*** Opening STUDY MATERIAL ***

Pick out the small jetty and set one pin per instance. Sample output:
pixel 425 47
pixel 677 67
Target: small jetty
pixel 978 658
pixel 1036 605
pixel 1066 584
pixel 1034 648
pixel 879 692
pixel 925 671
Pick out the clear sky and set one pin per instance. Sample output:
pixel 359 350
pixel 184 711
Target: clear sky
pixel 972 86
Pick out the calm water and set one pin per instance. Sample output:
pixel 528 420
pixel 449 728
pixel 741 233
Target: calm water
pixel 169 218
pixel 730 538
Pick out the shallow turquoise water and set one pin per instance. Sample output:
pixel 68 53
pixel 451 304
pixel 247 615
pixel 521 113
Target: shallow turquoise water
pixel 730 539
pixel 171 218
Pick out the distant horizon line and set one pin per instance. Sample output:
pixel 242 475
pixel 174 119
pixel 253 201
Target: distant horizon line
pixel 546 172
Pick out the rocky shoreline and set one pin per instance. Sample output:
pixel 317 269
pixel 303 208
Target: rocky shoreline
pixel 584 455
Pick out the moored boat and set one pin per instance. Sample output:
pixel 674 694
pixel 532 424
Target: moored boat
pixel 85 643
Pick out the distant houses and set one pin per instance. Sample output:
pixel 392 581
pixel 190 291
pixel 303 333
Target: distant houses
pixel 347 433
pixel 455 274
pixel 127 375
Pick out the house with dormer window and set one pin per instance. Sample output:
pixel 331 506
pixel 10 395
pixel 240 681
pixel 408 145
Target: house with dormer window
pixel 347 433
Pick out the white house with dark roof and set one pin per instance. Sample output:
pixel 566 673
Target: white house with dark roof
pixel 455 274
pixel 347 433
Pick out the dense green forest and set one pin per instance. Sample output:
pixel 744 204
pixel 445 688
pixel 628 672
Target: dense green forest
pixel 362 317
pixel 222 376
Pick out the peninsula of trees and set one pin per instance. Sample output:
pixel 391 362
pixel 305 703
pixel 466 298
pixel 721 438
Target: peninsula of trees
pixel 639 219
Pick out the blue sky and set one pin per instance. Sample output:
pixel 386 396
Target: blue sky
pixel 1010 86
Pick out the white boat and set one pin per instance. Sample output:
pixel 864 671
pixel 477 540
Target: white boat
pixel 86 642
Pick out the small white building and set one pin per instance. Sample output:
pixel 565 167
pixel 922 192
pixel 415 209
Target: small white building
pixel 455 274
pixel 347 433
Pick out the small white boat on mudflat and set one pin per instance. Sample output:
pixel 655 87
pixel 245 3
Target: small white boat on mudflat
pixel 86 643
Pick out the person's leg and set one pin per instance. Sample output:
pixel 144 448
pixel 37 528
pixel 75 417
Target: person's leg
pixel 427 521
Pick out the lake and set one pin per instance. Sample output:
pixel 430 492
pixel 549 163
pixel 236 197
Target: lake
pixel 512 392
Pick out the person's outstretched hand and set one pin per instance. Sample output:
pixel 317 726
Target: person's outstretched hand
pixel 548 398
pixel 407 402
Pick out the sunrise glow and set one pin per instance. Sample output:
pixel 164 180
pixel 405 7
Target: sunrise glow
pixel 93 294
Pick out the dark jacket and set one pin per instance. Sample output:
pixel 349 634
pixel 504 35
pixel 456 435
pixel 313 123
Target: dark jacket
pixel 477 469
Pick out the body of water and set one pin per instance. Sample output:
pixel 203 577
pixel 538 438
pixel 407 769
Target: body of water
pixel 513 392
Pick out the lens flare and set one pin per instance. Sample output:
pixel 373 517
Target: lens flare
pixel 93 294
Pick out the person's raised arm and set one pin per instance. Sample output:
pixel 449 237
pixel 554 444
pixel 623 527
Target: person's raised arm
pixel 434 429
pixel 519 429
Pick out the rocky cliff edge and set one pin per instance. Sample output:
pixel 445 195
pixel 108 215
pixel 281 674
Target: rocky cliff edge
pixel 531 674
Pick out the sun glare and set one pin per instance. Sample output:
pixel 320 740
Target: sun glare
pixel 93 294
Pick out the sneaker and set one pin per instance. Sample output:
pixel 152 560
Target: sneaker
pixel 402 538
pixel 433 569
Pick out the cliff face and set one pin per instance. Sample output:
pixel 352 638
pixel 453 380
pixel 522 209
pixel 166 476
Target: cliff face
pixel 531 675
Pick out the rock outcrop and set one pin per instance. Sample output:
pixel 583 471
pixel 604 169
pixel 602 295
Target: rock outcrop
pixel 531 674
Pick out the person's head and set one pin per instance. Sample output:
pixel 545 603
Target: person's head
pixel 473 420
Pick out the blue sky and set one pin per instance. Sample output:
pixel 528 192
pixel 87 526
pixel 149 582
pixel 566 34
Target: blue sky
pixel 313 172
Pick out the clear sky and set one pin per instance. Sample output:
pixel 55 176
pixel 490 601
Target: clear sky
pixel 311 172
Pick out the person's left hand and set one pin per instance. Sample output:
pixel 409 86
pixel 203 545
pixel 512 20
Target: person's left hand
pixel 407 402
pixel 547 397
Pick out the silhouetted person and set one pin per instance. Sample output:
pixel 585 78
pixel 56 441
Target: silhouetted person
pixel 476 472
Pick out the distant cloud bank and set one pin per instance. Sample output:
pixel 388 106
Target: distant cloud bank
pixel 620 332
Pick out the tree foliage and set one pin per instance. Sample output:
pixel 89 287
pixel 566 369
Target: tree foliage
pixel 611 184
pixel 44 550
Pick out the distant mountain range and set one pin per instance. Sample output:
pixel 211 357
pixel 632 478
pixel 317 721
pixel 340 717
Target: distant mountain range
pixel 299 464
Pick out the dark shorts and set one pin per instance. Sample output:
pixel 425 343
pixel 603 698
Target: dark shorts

*** Closing STUDY MATERIAL ***

WHAT TO WORK ON → Copy all the records above exactly, missing none.

TASK OUTPUT →
Pick out the small jetty and set one pin per instance. Sample output:
pixel 425 47
pixel 677 67
Target: small jetty
pixel 978 658
pixel 1036 605
pixel 1066 584
pixel 1034 648
pixel 879 692
pixel 925 671
Pick out the clear sky and set one pin per instance. Sample output:
pixel 359 350
pixel 184 711
Target: clear sky
pixel 972 86
Pick out the calm water and set one pin per instance. Sample output:
pixel 528 420
pixel 449 728
pixel 741 233
Target: calm water
pixel 169 218
pixel 730 538
Pick out the shallow turquoise water and set one pin per instance. Sample output:
pixel 68 53
pixel 451 304
pixel 247 615
pixel 521 113
Target: shallow turquoise water
pixel 730 539
pixel 171 218
Pick out the distant horizon line and set one pin per instance. Sample output:
pixel 242 475
pixel 174 119
pixel 253 201
Target: distant horizon line
pixel 546 172
Pick out the rocky shoreline and set one pin per instance. Sample output:
pixel 317 269
pixel 303 208
Target: rocky shoreline
pixel 584 455
Pick out the moored boat and set one pin per instance. Sample output:
pixel 674 694
pixel 532 424
Target: moored boat
pixel 85 643
Pick out the distant houses and set one pin per instance. Sample output:
pixel 392 581
pixel 190 291
pixel 303 333
Target: distant houses
pixel 347 433
pixel 455 274
pixel 127 375
Pick out the house with dormer window and set one pin per instance. Sample output:
pixel 331 506
pixel 10 395
pixel 240 681
pixel 408 145
Target: house with dormer window
pixel 347 433
Pick out the white house with dark roof and set one pin per instance. Sample output:
pixel 566 673
Target: white house with dark roof
pixel 455 274
pixel 347 433
Pick out the dense green forest and set one pin per instance. Sample output:
pixel 744 204
pixel 445 688
pixel 628 672
Target: dense green forest
pixel 362 317
pixel 222 376
Pick out the peninsula of trees and set one pin per instance. Sample output:
pixel 391 362
pixel 305 703
pixel 466 298
pixel 721 438
Target: peninsula of trees
pixel 639 219
Pick out the blue sky and set one pin per instance. Sample output:
pixel 386 396
Target: blue sky
pixel 1010 86
Pick out the white boat and set one pin per instance. Sample output:
pixel 864 671
pixel 477 540
Target: white boat
pixel 86 642
Pick out the small white building and set one pin per instance. Sample output:
pixel 565 167
pixel 922 192
pixel 415 209
Target: small white building
pixel 455 274
pixel 347 433
Pick out the small white boat on mudflat and set one pin per instance. Sample output:
pixel 655 87
pixel 245 3
Target: small white boat on mudflat
pixel 86 643
Pick out the person's leg and set one pin per instance. Sample output:
pixel 144 448
pixel 37 528
pixel 75 417
Target: person's leg
pixel 427 521
Pick out the lake and set one pin per instance. Sample output:
pixel 430 492
pixel 549 163
pixel 236 197
Target: lake
pixel 512 392
Pick out the person's outstretched hand and set one pin per instance. Sample output:
pixel 317 726
Target: person's outstretched hand
pixel 548 398
pixel 407 402
Pick out the sunrise glow and set one pin per instance. Sample output:
pixel 164 180
pixel 405 7
Target: sunrise glow
pixel 93 294
Pick out the dark jacket and set one pin per instance. Sample output:
pixel 349 634
pixel 504 35
pixel 456 435
pixel 313 123
Target: dark jacket
pixel 477 469
Pick out the body of water and set one pin per instance. Sample output:
pixel 203 577
pixel 538 438
pixel 407 769
Target: body of water
pixel 513 392
Pick out the lens flare and set one pin per instance. Sample output:
pixel 373 517
Target: lens flare
pixel 93 294
Pick out the person's raised arm and set one pin per instance. Sample output:
pixel 449 237
pixel 554 444
pixel 623 527
Target: person's raised arm
pixel 434 429
pixel 519 429
Pick out the rocky cliff edge and set one pin per instance. Sample output:
pixel 445 195
pixel 108 215
pixel 281 674
Target: rocky cliff edge
pixel 531 674
Pick out the sun glare and set one pin per instance. Sample output:
pixel 320 740
Target: sun glare
pixel 93 294
Pick out the sneaker and set one pin per instance. Sample output:
pixel 152 560
Target: sneaker
pixel 402 538
pixel 433 569
Pick out the cliff face and set one pin per instance. Sample output:
pixel 352 638
pixel 453 380
pixel 522 209
pixel 166 476
Target: cliff face
pixel 531 675
Pick out the rock outcrop and set one pin per instance. Sample output:
pixel 583 471
pixel 604 169
pixel 602 295
Target: rock outcrop
pixel 531 674
Pick out the person's head and set one pin per instance. Sample output:
pixel 545 603
Target: person's head
pixel 473 420
Pick out the blue sky and set one pin per instance. Sample output:
pixel 528 192
pixel 87 526
pixel 149 582
pixel 566 34
Target: blue sky
pixel 313 172
Pick out the clear sky and set one pin per instance. Sample output:
pixel 55 176
pixel 490 601
Target: clear sky
pixel 311 172
Pick out the person's left hand and set one pin per instance. Sample output:
pixel 409 86
pixel 203 545
pixel 512 20
Target: person's left hand
pixel 407 402
pixel 547 397
Pick out the silhouetted person and set one pin per instance. Sample output:
pixel 585 78
pixel 56 441
Target: silhouetted person
pixel 476 472
Pick out the distant cloud bank and set one pin per instance. Sample output:
pixel 388 106
Target: distant cloud bank
pixel 620 332
Pick out the tree foliage and set one pin per instance. Sample output:
pixel 89 287
pixel 566 369
Target: tree foliage
pixel 611 184
pixel 44 550
Pick out the distant mountain range and set one pin per instance. Sample output:
pixel 211 357
pixel 632 478
pixel 317 721
pixel 340 717
Target: distant mountain range
pixel 299 464
Pick out the dark shorts and set one pin per instance. Sample output:
pixel 425 343
pixel 603 698
Target: dark shorts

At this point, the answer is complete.